> _Task directions_
Continue the text about the request to close the Appalachian Trail from its last sentence.

Text shown below:

Of the 31 official A.T. Maintaining Clubs, 29 — including the Carolina Mountain Club and Nantahala Hiking Club — joined the ATC in its request.
The formal letter asks that the trail be closed immediately through April 30, with managers then convening intermittently to decide whether the trail is safe to open again.
“We are alarmed at the incredible increase in usage at many of the ANST’s most popular sites and believe that uniformity in access (i.e. none) is the only way to provide the proper safety for our gateway communities, trail users and federal employees,” the letter reads. “It is now clear to us that the lack of uniformity across our connected units is causing confusion and preventing appropriate social distancing in addition to continuing to allow for the potential contamination of physical structures such as privies and shelters with no Service, Conservancy, or Club staff or volunteers available to keep them sanitized.”

End of Text shown.
Given information below:

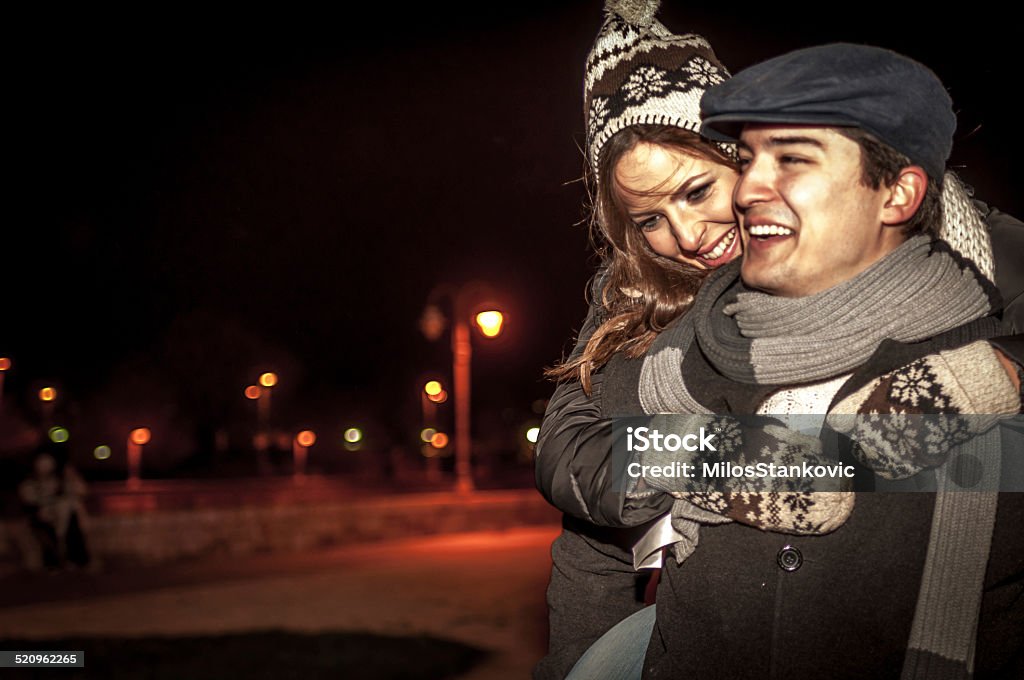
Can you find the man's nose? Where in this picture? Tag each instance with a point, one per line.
(755, 184)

End of Given information.

> _Answer box_
The unprecedented request for closure comes on the heels of a surge in visitor use despite multiple social-distancing orders issued by state and local governments. The Trail, which spans 14 states and passes through 88 counties, is within a day’s drive for half of the U.S. population. Crowding at iconic and well-known A.T. locations became unsafe, as many believed they could avoid COVID-19 by journeying to public lands.
Prior to the request for closure, the ATC asked all staff, volunteers and visitors to voluntarily stay off the trail, and the National Park Service office closed all the shelters and privies it manages. The A.T. passes through several NPS units and national forests that have closed completely or otherwise removed A.T. access prior to sending of the letter.